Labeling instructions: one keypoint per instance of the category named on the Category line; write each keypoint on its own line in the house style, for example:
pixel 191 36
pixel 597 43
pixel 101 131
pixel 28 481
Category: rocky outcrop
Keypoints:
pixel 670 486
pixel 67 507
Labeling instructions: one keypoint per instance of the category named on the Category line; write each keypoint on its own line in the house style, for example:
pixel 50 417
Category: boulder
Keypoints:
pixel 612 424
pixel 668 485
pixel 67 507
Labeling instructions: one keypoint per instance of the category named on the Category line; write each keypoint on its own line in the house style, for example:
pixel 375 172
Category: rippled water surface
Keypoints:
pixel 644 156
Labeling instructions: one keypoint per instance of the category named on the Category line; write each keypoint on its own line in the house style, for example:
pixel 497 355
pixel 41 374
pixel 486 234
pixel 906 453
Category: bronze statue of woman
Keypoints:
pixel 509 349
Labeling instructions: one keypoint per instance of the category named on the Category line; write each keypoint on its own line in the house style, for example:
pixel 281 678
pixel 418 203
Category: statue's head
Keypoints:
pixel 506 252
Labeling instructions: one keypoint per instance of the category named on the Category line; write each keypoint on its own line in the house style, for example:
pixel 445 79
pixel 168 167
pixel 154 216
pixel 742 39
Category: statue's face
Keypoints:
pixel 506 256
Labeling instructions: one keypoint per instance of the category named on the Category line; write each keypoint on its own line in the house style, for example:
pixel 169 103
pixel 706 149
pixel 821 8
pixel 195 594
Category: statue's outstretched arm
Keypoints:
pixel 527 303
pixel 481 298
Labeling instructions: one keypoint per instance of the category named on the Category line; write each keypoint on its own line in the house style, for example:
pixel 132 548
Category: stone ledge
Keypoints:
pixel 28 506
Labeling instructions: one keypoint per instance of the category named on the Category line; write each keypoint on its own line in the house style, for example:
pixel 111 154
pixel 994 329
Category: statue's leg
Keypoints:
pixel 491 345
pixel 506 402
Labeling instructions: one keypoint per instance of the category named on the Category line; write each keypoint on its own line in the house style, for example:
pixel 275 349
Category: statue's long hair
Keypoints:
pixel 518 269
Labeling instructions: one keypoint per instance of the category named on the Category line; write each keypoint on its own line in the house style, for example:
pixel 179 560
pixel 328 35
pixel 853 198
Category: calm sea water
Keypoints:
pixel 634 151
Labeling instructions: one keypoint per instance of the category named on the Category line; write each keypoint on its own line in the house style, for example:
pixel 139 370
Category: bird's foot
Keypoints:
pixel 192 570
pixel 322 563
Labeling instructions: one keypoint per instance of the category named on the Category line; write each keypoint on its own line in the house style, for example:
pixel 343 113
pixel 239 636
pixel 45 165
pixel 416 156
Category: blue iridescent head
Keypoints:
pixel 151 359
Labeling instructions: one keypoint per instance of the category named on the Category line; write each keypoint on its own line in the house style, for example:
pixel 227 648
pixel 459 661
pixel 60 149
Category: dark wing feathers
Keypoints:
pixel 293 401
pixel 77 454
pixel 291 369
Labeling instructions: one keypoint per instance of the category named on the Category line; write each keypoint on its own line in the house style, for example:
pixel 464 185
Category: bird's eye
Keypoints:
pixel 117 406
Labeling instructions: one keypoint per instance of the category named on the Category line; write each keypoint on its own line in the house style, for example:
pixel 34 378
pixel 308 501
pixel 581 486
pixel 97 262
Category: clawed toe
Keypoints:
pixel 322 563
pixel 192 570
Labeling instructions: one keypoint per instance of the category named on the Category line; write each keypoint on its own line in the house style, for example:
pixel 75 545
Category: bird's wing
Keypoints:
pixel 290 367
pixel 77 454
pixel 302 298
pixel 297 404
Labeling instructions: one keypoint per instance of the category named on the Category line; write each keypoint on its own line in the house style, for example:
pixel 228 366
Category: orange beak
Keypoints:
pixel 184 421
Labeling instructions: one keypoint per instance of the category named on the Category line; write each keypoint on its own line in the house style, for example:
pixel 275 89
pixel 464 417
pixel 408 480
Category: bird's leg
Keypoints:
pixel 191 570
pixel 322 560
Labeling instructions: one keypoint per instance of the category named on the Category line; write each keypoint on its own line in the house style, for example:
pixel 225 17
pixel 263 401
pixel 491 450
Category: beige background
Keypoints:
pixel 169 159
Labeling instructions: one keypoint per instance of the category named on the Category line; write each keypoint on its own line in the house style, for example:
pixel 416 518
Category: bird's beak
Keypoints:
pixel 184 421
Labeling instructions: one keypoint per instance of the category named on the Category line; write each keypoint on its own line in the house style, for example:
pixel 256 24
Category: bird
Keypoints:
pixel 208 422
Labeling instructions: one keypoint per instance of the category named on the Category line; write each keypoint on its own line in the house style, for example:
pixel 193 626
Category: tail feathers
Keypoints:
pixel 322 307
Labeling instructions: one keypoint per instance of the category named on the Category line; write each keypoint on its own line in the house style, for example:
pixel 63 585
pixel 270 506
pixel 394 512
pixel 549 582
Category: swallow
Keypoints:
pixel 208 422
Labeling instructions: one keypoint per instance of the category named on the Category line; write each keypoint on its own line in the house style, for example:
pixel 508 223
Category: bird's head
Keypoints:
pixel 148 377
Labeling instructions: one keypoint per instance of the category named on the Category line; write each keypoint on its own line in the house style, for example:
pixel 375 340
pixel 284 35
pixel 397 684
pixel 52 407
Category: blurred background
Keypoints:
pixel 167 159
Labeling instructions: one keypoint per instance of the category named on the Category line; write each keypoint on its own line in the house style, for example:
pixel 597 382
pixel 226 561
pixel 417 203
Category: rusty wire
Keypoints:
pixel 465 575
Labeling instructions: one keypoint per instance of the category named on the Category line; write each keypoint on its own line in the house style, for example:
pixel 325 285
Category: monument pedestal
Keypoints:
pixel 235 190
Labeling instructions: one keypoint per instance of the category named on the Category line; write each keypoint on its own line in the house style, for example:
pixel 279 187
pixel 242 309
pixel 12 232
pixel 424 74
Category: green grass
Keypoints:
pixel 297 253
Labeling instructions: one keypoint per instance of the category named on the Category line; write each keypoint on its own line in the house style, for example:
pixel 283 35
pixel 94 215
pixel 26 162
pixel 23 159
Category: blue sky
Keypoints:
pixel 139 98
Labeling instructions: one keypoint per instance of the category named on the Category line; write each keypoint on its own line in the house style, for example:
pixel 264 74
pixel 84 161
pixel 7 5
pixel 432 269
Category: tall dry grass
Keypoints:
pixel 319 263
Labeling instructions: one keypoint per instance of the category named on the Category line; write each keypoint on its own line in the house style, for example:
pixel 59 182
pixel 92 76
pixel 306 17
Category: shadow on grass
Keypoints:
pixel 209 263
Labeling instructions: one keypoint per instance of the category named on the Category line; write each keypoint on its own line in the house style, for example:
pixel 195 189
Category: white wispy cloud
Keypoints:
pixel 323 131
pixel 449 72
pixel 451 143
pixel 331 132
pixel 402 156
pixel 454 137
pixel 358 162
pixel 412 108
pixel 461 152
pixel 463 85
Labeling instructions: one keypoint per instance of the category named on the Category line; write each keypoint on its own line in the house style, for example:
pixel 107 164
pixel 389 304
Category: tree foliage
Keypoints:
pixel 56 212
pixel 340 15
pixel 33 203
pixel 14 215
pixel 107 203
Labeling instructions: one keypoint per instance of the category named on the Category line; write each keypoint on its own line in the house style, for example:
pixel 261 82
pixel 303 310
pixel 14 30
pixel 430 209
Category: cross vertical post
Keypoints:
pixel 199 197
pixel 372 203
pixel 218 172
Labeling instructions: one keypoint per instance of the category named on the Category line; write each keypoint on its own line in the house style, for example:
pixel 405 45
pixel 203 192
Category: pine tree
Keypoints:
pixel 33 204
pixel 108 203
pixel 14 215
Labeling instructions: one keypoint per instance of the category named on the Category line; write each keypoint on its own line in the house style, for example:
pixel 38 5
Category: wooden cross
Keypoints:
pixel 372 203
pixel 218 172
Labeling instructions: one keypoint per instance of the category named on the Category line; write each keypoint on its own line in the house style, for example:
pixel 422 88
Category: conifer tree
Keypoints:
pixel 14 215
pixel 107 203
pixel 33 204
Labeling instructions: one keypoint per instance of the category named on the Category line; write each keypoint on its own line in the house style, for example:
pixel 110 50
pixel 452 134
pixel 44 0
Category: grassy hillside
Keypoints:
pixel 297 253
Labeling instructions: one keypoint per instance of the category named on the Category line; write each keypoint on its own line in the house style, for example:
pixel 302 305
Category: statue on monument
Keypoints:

+ + + + + + +

• _Your task_: Report each line of the records above that contains the word "tree", copying every such line in full. Matching is case-sensitive.

• _Output of the task_:
Category: tree foliage
Category: pine tree
Category: conifer tree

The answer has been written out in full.